> Set task
Repeat the entries below exactly as they appear, with no pictures.

-- Listing start --

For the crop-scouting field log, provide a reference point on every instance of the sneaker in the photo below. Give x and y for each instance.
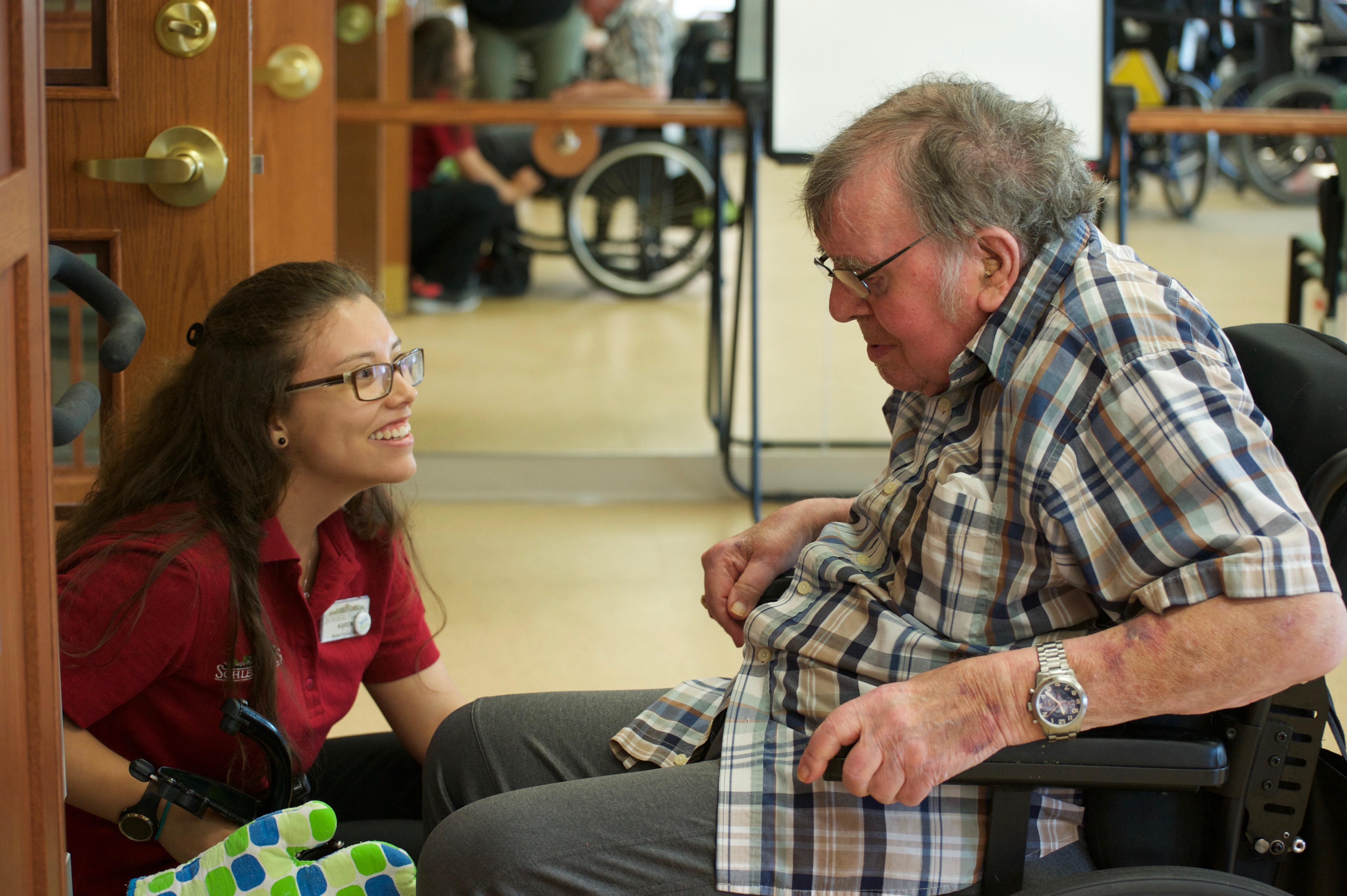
(423, 289)
(460, 302)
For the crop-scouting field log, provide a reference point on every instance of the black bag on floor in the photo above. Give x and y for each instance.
(506, 270)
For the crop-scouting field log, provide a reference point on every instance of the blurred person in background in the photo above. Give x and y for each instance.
(550, 30)
(459, 199)
(636, 61)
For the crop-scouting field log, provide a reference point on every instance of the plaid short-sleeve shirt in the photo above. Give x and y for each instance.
(1096, 456)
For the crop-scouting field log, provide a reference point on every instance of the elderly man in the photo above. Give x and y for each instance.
(1080, 483)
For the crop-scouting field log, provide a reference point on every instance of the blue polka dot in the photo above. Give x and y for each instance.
(312, 882)
(395, 856)
(189, 871)
(382, 886)
(265, 832)
(248, 872)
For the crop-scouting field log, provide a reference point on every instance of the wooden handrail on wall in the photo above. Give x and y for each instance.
(1178, 121)
(617, 112)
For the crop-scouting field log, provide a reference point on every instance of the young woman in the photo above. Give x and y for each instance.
(246, 502)
(459, 197)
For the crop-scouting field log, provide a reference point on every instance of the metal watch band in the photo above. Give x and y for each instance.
(1053, 659)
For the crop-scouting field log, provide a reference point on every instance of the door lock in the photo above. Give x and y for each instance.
(293, 72)
(185, 29)
(184, 166)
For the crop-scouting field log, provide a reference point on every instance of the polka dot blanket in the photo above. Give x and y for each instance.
(259, 860)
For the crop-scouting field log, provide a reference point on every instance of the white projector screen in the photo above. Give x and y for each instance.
(832, 60)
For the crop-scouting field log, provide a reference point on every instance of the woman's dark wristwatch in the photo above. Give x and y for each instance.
(142, 822)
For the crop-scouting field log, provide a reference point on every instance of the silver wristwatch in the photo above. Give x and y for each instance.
(1056, 701)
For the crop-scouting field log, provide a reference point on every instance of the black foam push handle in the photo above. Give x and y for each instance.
(103, 296)
(73, 412)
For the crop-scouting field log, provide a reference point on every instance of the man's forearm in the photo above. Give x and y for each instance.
(1197, 659)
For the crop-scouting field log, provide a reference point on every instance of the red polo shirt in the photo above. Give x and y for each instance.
(154, 690)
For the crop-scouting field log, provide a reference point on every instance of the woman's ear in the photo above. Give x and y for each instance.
(997, 254)
(278, 433)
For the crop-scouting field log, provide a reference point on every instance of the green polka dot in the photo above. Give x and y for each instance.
(339, 869)
(294, 829)
(238, 843)
(220, 882)
(277, 863)
(285, 887)
(323, 821)
(368, 857)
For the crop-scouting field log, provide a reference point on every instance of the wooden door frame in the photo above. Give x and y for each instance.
(33, 855)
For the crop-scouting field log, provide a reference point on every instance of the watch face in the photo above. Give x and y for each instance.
(136, 826)
(1058, 704)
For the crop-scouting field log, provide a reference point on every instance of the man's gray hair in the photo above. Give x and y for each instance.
(964, 157)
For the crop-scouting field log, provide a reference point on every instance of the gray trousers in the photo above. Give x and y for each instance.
(523, 797)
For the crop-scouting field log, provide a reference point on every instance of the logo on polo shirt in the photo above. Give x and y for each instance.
(239, 670)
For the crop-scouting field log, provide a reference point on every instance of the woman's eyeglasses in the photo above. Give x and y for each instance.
(374, 382)
(855, 281)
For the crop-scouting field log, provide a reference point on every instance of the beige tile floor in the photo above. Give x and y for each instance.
(572, 368)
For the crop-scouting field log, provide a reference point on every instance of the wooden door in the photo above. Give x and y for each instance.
(374, 161)
(296, 196)
(33, 822)
(173, 262)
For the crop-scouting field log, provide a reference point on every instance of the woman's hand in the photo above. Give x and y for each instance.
(185, 836)
(740, 569)
(523, 185)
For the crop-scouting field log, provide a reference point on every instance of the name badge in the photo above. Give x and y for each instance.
(347, 619)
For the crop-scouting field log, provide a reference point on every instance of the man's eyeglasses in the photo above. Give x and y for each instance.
(374, 382)
(855, 281)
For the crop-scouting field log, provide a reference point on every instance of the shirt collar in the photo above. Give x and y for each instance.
(1006, 333)
(275, 548)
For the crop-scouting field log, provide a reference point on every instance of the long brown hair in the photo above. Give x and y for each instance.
(203, 444)
(434, 56)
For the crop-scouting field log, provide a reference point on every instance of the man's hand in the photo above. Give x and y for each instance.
(740, 569)
(914, 735)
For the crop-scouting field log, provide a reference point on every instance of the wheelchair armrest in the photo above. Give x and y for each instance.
(1132, 763)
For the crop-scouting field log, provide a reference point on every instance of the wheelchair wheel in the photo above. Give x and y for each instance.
(1159, 880)
(1187, 157)
(640, 220)
(1281, 166)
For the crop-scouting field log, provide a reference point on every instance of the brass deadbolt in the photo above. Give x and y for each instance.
(184, 166)
(185, 29)
(293, 72)
(355, 22)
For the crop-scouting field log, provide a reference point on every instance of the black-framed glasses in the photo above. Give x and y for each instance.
(374, 382)
(855, 281)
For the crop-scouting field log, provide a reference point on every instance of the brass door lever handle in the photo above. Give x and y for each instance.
(184, 166)
(182, 169)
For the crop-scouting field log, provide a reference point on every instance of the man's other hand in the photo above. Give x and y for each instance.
(740, 569)
(910, 736)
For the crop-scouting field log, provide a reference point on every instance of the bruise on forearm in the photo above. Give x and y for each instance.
(1207, 657)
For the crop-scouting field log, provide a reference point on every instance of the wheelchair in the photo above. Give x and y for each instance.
(1238, 802)
(640, 220)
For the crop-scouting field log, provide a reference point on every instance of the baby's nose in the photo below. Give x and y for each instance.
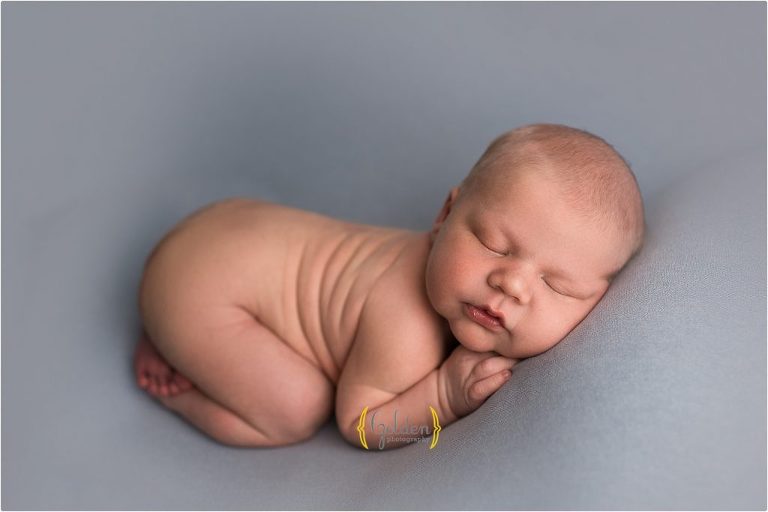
(513, 283)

-- Listing end --

> Worked answer
For the crop-scouting field log, provide a reference point on every instance of the sneaker in the photo below. Give x and y for each instance.
(423, 289)
(460, 302)
For the crop-scouting field log, provide a reference point on every instance of the black bag on floor in the photo above. Give x and y for each instance.
(506, 270)
For the crop-scouting field log, provide a reference point on every instance of the blurred person in background in the photo above. Give x and y for each instance.
(550, 30)
(459, 199)
(636, 61)
For the crop-scouting field log, provide a reference point on every instance of the plaid short-sleeve shirt in the photo above. Give x and y for each instance.
(1096, 456)
For the crop-scouting field log, provide a reference point on every instance of the elderly man in the photo above. Give x and y for each instance.
(1080, 483)
For the crop-scouting field log, provide a reference point on every instance of the blue polka dot in the photo above. Give x and y for each instance.
(312, 882)
(395, 856)
(189, 871)
(382, 886)
(265, 832)
(248, 872)
For the crop-scouting field log, provide a reference point on every instance of the wooden handrail on wall in the photo above. Give x and y for each instance.
(1178, 121)
(617, 112)
For the crop-scouting field log, provide a reference point on every instance of the young woman in the photo above. Give x and y for each instance.
(246, 502)
(459, 197)
For the crop-scouting field log, provide a reference point on every instance of the metal watch band in the photo above. Give x and y for each instance.
(1053, 659)
For the crop-scouting field log, provide a reference point on every instance of the door lock in the photo above. Give x and y for each instance.
(293, 72)
(185, 29)
(184, 166)
For the crop-scouting field log, provide a reference point on every instance of the polka dot blanket in the photo above. Give x and y for each instance.
(259, 860)
For the crop-scouting field log, provide a reference point on every instance of the white projector screen in the photo above. Give x and y for each instance.
(832, 60)
For the crop-scouting field log, provide a reference point on every instance of the woman's dark wristwatch in the photo above. Give x and y for each instance.
(142, 822)
For the crop-scouting field log, provide a reference point on every instance of the silver wristwatch in the photo above. Give x and y for each instance.
(1056, 701)
For the crop-scouting field log, provide a reference point on every instance of the black foam push handle in the photo above. Give x and y for each instance.
(103, 296)
(73, 412)
For the crop-scouting field log, provide a reference point on every instance of the man's forearm in the photo above. Give x and y for each instance.
(1197, 659)
For the crop-scouting field log, provide a reference point on every instance of the red polo shirt in the photo above. Give x and y for each instance.
(154, 690)
For the crop-scouting field log, provide a reference point on every instance of the woman's ear in the photo above. Give x and y for each instance.
(997, 254)
(278, 433)
For the crop-scouting field log, provide a reference point on every instance of the green polka dot in the photo above. Give x and y for each instance.
(339, 869)
(294, 829)
(238, 843)
(220, 882)
(277, 863)
(285, 887)
(323, 821)
(368, 857)
For the crop-scouting field log, provide a reference point on every instance of the wooden door frame in the photo above. Give x and y for each instance.
(33, 855)
For the crop-scouting field log, provide a reference point on every instance of the watch face in the photo above. Give x and y for each instance.
(136, 826)
(1058, 704)
For the crop-scouting field log, provide a reference point on every instance of the man's gray hair in the photo above. Give x and y for each instance.
(964, 157)
For the crop-scouting field log, provide a reference point on every instance of the gray trousers in the photo above. Give x and y for each instance.
(523, 797)
For the crop-scouting field log, provide a reference point on every instance of the logo on polo shirt in the photo above. Give x and y for each instance.
(239, 670)
For the crop-scouting field log, provide a reference point on every instance of the woman's eyeglasses in the photo above. Give x and y for each instance.
(374, 382)
(855, 281)
For the crop-scouting field log, provide a reference point on every instance of the beige tile floor in the photo above. Give x and y for each instance.
(572, 368)
For the crop-scouting field log, provide a reference point on every instance of the wooden door in the photo above. Give x and y for each instance.
(374, 161)
(296, 196)
(33, 822)
(173, 262)
For the crop-scouting field log, provide a reference point on every instance of the woman's hand in the photo above. Give x and y for each instance.
(185, 836)
(740, 569)
(523, 185)
For the crop-scouting field log, provide a reference point on every instance of the name badge in the photo above. Give x and y for each instance.
(347, 619)
For the crop-scouting field log, provide a reference point on every instance of the man's eyeglasses in the photo above. Give x and y for each instance.
(374, 382)
(855, 281)
For the crop-scouting field log, provide a reference point on every instance of the shirt collar in the photo above. Give x and y for each instance.
(1006, 333)
(275, 548)
For the crop-scouting field log, provide a reference point on every instance of the long brown hair in the photo above. Give x and y for each instance.
(203, 444)
(434, 56)
For the crop-scouting field log, provide a reference point on every instance of the man's hand in the photo above. Give x and y for each instance.
(740, 569)
(914, 735)
For the crop-scouting field log, provide a reference point on every instance of the wheelchair armrest in the photo above. Give x and y for each instance.
(1132, 763)
For the crop-scouting field log, provide a reference point on every instance of the wheelchair wheel in the photo above. Give x and y for each instance.
(1159, 880)
(1187, 157)
(640, 220)
(1281, 166)
For the crop-scouting field log, provide a reference point on every instance of the brass deadbolt in the photo above. Give x and y for each instance.
(184, 166)
(185, 29)
(293, 72)
(355, 22)
For the crop-scouting field log, provide a reference point on every instance of the black-framed glasses in the photo above. Give x and y for each instance.
(374, 382)
(855, 281)
For the crop-scouting field log, provide a reference point on every instance of the brass door lever handle in the photo above. Give x and y for each instance.
(184, 166)
(182, 169)
For the crop-scouting field log, provide a reference point on every instance of the man's other hand in the photo above. Give x and y for each instance.
(740, 569)
(910, 736)
For the crop-scouting field log, provide a reference point on every instance of the bruise on forearm in the photo above. Give x and y for each instance.
(1207, 657)
For the crop-scouting field log, provide a reference point on every instance of the wheelchair in the photo above. Give x and y for each instance.
(1238, 802)
(640, 220)
For the crop-scouting field log, provide a reference point on every instance of the baby's nose in the photo below. Give x and y for each instance.
(513, 283)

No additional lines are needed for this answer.